[TEXT SECTION]:
Pairs to be searched in the data matrix

To estimate the probable range of the missing value at node i, j, the value ranges of all existing observations in the dataset should be determined. First, the observed data is sorted in ascending order and a three-dimensional vector containing the sorted data and associated coordinates in the data matrix is generated. The coordinate of each data point used in this study is the observed month (column) and year (row) of the data and is unique for each observation. The coordinate information is crucial because the observation time of a given value affects the temporal and quantitative investigation of time series data. Sorting and investigating statistical relationships for a variable without considering the observation times of each individual variable mean ignoring information about the temporal relationship between observations.

[TASK SET]:
[a] According to the text on the data matrix, what serves as the coordinate of each data point?
[b] Write out the text on the data matrix from "To estimate the" to "relationship between observations.".

[SUPPLIED DATA]:
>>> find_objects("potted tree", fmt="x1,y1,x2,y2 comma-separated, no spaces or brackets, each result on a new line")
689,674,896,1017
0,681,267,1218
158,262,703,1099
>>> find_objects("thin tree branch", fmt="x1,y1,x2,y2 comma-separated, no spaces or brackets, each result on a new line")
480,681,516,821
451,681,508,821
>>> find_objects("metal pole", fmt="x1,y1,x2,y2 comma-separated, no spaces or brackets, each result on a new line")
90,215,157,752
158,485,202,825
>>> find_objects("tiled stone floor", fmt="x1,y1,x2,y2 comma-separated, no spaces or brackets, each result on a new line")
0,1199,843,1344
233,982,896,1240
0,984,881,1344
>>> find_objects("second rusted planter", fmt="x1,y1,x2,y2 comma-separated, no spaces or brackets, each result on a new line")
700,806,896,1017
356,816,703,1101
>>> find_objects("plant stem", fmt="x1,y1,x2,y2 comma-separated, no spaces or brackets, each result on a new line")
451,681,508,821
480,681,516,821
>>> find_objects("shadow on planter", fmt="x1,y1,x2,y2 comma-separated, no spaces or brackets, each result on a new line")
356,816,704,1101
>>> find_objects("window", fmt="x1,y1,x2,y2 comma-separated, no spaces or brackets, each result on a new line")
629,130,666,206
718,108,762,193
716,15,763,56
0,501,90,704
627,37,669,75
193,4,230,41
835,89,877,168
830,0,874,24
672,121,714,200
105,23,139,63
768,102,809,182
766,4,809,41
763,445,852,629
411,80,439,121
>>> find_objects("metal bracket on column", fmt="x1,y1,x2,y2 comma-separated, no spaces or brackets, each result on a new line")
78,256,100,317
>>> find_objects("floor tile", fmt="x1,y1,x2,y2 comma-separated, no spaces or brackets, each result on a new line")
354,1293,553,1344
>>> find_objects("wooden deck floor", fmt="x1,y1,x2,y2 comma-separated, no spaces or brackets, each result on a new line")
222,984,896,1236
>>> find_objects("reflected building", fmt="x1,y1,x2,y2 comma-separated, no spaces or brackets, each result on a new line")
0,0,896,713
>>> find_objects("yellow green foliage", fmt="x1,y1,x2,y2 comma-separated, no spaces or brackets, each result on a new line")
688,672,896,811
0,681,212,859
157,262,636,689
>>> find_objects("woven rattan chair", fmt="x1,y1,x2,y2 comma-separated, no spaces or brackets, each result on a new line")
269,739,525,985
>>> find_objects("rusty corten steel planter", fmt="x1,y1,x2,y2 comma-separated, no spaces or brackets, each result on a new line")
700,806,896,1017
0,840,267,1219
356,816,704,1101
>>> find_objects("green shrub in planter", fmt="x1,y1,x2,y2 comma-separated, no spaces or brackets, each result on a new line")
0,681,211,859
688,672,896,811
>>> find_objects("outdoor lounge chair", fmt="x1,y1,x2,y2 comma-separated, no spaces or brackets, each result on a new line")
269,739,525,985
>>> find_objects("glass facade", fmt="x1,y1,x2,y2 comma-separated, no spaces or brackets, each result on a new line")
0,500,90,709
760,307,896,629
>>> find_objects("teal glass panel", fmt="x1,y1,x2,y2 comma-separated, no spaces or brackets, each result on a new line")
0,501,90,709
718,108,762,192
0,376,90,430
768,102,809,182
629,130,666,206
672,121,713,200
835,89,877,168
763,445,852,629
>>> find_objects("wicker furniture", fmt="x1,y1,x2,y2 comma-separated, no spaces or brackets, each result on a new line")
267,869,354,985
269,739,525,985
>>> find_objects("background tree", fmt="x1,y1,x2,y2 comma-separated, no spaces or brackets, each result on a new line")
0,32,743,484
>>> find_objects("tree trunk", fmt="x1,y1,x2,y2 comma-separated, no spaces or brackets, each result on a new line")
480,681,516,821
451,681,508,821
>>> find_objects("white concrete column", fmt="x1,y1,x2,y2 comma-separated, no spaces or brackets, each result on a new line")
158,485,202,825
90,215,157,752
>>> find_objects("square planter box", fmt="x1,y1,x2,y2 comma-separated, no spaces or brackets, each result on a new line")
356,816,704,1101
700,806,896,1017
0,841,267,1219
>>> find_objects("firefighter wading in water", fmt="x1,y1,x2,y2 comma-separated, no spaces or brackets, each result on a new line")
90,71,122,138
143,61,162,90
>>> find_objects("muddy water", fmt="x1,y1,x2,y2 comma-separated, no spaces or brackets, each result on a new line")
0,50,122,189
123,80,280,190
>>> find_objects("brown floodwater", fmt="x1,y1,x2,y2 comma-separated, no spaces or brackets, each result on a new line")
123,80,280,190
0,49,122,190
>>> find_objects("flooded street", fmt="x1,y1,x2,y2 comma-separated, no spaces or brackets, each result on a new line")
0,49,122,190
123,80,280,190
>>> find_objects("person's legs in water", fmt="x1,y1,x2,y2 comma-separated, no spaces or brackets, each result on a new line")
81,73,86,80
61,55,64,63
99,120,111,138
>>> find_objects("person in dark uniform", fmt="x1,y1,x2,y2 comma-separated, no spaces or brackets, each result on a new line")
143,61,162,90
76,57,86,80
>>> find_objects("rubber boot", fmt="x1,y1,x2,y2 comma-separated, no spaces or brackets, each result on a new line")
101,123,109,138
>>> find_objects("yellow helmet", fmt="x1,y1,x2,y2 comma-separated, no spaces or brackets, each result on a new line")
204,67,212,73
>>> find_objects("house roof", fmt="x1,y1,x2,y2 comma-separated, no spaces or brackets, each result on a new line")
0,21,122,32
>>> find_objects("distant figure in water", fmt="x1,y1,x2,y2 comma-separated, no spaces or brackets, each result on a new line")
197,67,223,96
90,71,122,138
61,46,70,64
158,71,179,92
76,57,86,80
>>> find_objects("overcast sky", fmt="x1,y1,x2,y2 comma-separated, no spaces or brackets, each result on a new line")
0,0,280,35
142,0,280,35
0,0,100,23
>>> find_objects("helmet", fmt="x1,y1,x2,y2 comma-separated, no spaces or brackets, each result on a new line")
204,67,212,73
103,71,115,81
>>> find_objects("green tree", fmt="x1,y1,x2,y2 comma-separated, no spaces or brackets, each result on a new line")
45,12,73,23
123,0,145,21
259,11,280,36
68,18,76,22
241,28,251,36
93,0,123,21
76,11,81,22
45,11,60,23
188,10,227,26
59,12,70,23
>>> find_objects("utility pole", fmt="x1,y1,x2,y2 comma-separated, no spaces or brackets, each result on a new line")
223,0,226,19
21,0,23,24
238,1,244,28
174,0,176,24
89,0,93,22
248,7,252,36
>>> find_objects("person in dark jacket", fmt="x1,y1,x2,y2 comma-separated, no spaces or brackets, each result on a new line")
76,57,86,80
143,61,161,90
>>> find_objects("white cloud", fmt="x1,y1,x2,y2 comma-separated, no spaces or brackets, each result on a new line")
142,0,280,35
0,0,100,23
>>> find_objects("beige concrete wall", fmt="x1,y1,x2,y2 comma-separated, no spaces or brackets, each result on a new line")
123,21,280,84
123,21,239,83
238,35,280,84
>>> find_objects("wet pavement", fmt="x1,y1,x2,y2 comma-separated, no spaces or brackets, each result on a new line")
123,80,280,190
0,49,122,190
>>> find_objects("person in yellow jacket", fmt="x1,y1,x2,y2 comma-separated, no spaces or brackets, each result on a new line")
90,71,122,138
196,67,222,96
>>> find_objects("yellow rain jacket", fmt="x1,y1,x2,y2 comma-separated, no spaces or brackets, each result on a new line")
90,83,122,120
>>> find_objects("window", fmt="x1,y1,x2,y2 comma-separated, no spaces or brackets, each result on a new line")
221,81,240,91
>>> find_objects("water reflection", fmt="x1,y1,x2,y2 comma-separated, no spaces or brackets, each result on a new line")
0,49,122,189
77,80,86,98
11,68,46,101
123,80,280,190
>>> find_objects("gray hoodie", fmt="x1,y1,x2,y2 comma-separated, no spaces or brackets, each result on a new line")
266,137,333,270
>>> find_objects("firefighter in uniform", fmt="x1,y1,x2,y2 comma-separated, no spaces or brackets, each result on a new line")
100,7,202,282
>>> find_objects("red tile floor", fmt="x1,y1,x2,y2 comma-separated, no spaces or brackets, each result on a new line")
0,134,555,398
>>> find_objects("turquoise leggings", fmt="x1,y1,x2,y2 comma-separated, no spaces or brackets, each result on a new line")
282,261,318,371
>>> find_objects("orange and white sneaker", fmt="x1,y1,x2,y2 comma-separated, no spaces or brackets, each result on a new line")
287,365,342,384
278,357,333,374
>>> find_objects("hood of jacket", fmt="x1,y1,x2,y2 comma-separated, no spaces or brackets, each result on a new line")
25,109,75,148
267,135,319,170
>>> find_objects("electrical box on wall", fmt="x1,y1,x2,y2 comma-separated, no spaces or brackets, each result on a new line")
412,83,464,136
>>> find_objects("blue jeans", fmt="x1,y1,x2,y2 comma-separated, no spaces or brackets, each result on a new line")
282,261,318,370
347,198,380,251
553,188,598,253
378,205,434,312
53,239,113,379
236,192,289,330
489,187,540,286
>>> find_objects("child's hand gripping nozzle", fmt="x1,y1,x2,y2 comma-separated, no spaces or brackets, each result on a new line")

[EXPECTED RESULTS]:
[a] The observed month (column) and year (row) of the data.

[b]
To estimate the probable range of the missing value at node i, j, the value ranges of all existing observations in the dataset should be determined. First, the observed data is sorted in ascending order and a three-dimensional vector containing the sorted data and associated coordinates in the data matrix is generated. The coordinate of each data point used in this study is the observed month (column) and year (row) of the data and is unique for each observation. The coordinate information is crucial because the observation time of a given value affects the temporal and quantitative investigation of time series data. Sorting and investigating statistical relationships for a variable without considering the observation times of each individual variable mean ignoring information about the temporal relationship between observations.